Monday, February 12, 2007

one step at a time

Running made my like my body.
Spraining my ankle taught me how to respect it,
not push it too hard.
it took my 5h 38 mn and 40 seconds to cross
the finish line of the NYC Marathon... I couldn’t have done it on only 600 calories a day!

In a big, joyful ceremony
I buried my disease, crying a lot of tear
For the pain I went through during four long years.
The cast was deep and white,
Filled with baby size shirts now too tight,
Recipes of fat free cooking,
A bottle of whiskey - for my Dad’s drinking.

A Gospel choir sang Gloria,
As I said bye to Anorexia.
closing the cast to be incinerated
“ I hope you rot in Hell!” I yelled.

And I watch it burn into ashes,
I then picked up and threw in the trash.

Facts

The information on this page was taken from the National Eating Disorders Screening Program Newsletter (February, 1996). The Newsletter was sponsored by The Renfrew Center (Philadelphia and Florida) and was published by the Massachusetts Eating Disorder Association, Inc., a national nonprofit corporation.


Anorexia Nervosa is a disorder in which preoccupation with dieting and thinness leads to excessive weight loss. The individual may not acknowledge that weight loss or restricted eating is a problem. One percent of teenage girls in the U.S. develop anorexia nervosa and up to 10 percent may die as a result.

Anorexia Danger Signals:
    •    losing a significant amount of weight
    •    continuing to diet (although thin)
    •    feeling fat, even after losing weight
    •    fearing weight gain
    •    losing monthly menstrual periods
    •    preoccupation with food, calories, nutrition and/or cooking
    •    exercising compulsively
    •    bingeing and purging
Physical complications:
    •    hair loss
    •    gaunt, hollow facial features
    •    shrunken breasts
    •    dry skin
    •    bruises
    •    sharply protruding bones
    •    cold and blue hands and feet
    •    delayed puberty: pre-adolescent females fail to menstruate and develop breasts at normal age; in males, testosterone levels might remain low, leading to impotence
    •    menstruation: hormone levels drop, alerting the body that it cannot support a fetus; menstruation becomes irregular or stops completely – can result in temporary or permanent infertility
    •    permanent bone loss: susceptibility to stress fractures and osteoporosis
    •    mood changes: impatience, irritability, depression, suicidal tendencies
    •    insomnia, constipation, sensitivity to cold, kidney failure, abnormally low heart rate and blood pressure

Introduction

There once was a girl
Named Karen Carpenter
Who sang many songs
With beautiful words
As people watch her hurt
And treat herself like dirt
Because she was ashamed to ask for help.

And then there was a hush....

There once was a woman
Known as Lady DI
No one paid attention
To her desperate cry
No one cared
When she threw up food
Because she thought she was no good.

And then there was a crash....


There once was a Frenchie
A girl called Sophie
Who also chose
To be an anorectic
To starve and not eat
Over excise and not sleep
Because se didn't know another way to stay sane.

And then there was her poetry...

Blame, Blame, Blame

Don’t you dare
Point your finger
At my family
Judge them guilty
For not seeing
What was happening to me.

§ TASK DIRECTIONS:
Rewrite the part of the anorexia text that opens with the words containing "Introduction" and closes with "ask for help.", replacing "songs" with "ballads".

§ DATA SHOWN:
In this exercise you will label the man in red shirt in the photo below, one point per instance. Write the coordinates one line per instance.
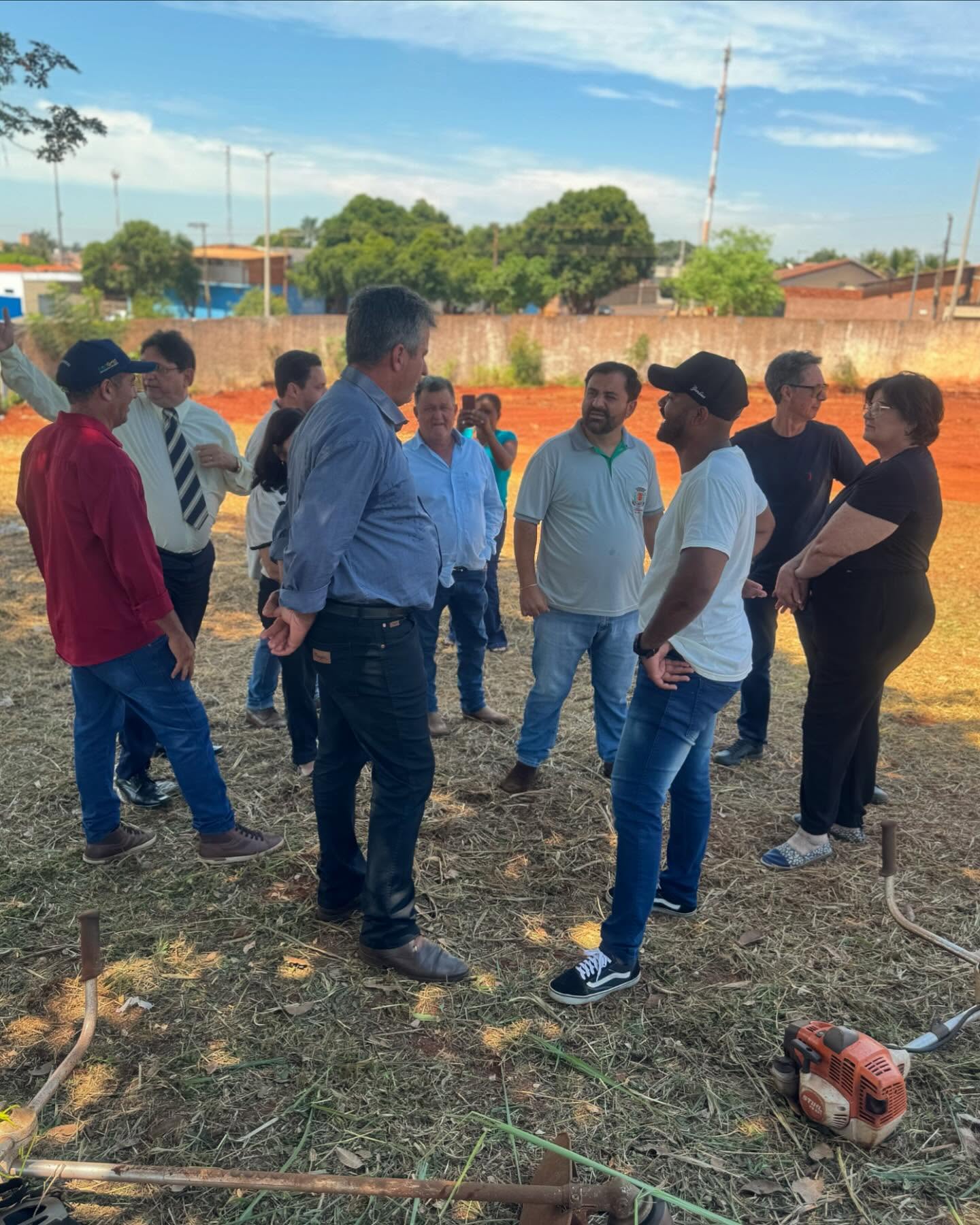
(110, 617)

§ WORKED SOLUTION:
Introduction

There once was a girl
Named Karen Carpenter
Who sang many ballads
With beautiful words
As people watch her hurt
And treat herself like dirt
Because she was ashamed to ask for help.